- **WORK ITEM**: In the duck hunting thread below, copy the passage from "I'm from Western" to "in the corn." and swap "mojos" for "spinners" throughout it.

# Need help on hunting ducks in fields!



## tchunter (Apr 1, 2013)

Hey Guys,

I'm from Western MN, our group is having some problems getting the ducks to land out in front of us. We have tried putting 6-7 mojos out right by the blinds and off to the side and also put 15-20 full body geese out along with our mallard decoys in a U shape with the wind at our back. All of the ducks are landing behind our blinds so we never get a shot, they usually make one swing past us out front then always land 10 yards behind us. I'm not sure what we are doing wrong and just looking for some help on what we could do differently so they would want to land out front where we have a shot. Let me know what you guys think or do when out field hunting ducks in the corn.

Thanks


----------



## JethroBodine (Jan 5, 2013)

You just got to feel out the situation. I always try to think like a duck and set my spread up accordingly but sometimes that just doesnt work out so you have to adjust your spread and blinds depending on how the birds are working on that particular day. if they are landing behind you keep your spread the way it is and move those blinds back and grab a few geese for around your blinds and then see what they do if they dont land where you want them and you notice a pattern change up your layout again till you find out what they want to see and commit where you want them to. The main thing is dont be lazy if the first 4 or so flocks dont do what you want get out of your blinds and move some dekes! :thumb:


----------



## ZSteckler12 (Jun 26, 2013)

- **INFORMATION SUPPLIED**:
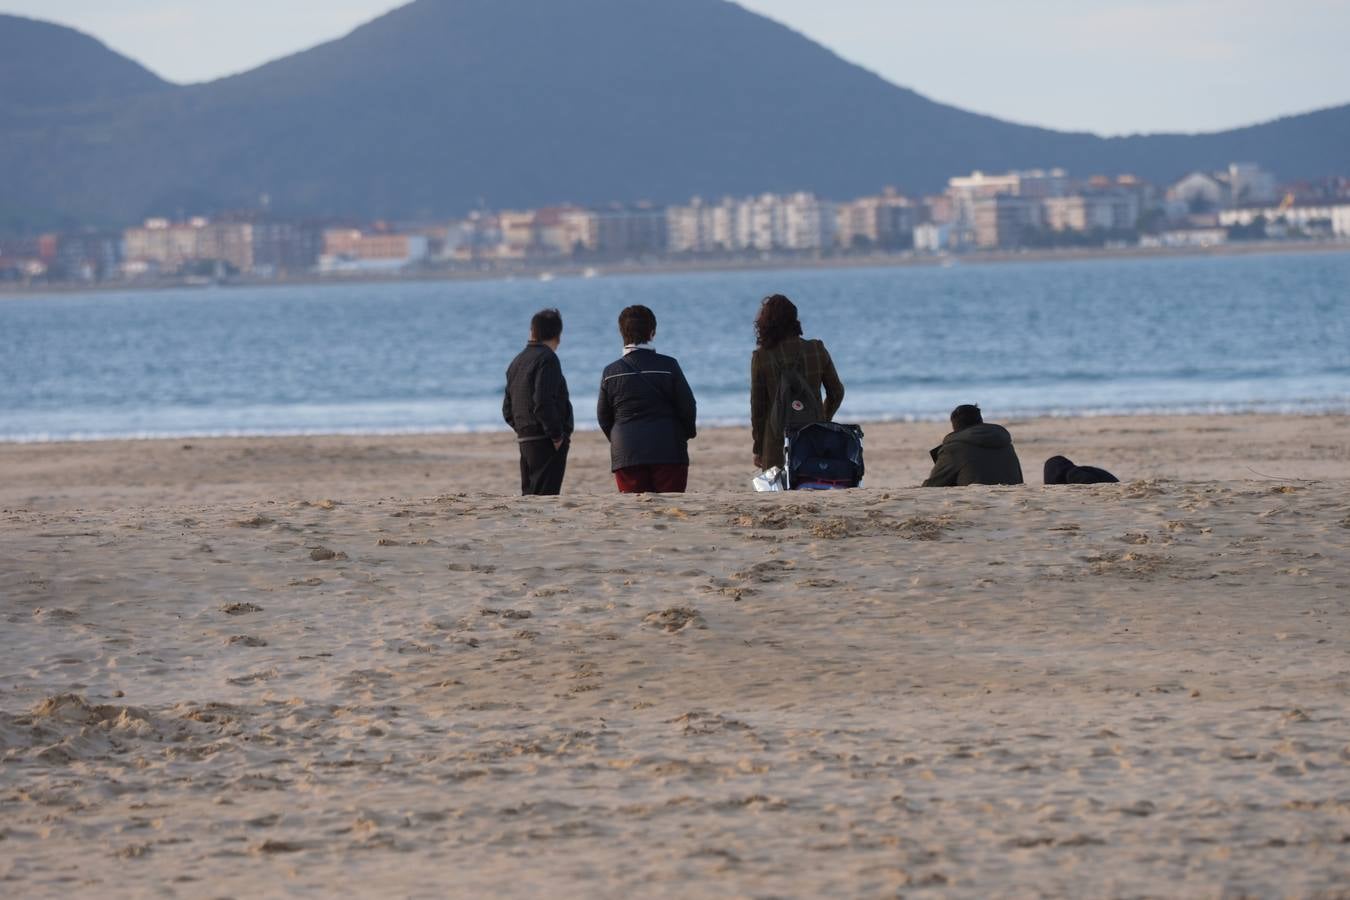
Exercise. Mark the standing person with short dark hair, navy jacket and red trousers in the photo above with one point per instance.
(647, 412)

...

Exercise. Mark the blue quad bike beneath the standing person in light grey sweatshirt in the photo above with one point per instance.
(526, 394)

==

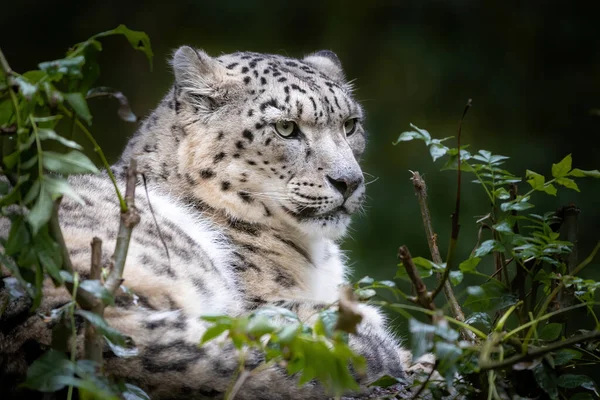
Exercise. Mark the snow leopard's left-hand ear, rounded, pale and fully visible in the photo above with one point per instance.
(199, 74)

- **ANSWER SECTION**:
I'm from Western MN, our group is having some problems getting the ducks to land out in front of us. We have tried putting 6-7 spinners out right by the blinds and off to the side and also put 15-20 full body geese out along with our mallard decoys in a U shape with the wind at our back. All of the ducks are landing behind our blinds so we never get a shot, they usually make one swing past us out front then always land 10 yards behind us. I'm not sure what we are doing wrong and just looking for some help on what we could do differently so they would want to land out front where we have a shot. Let me know what you guys think or do when out field hunting ducks in the corn.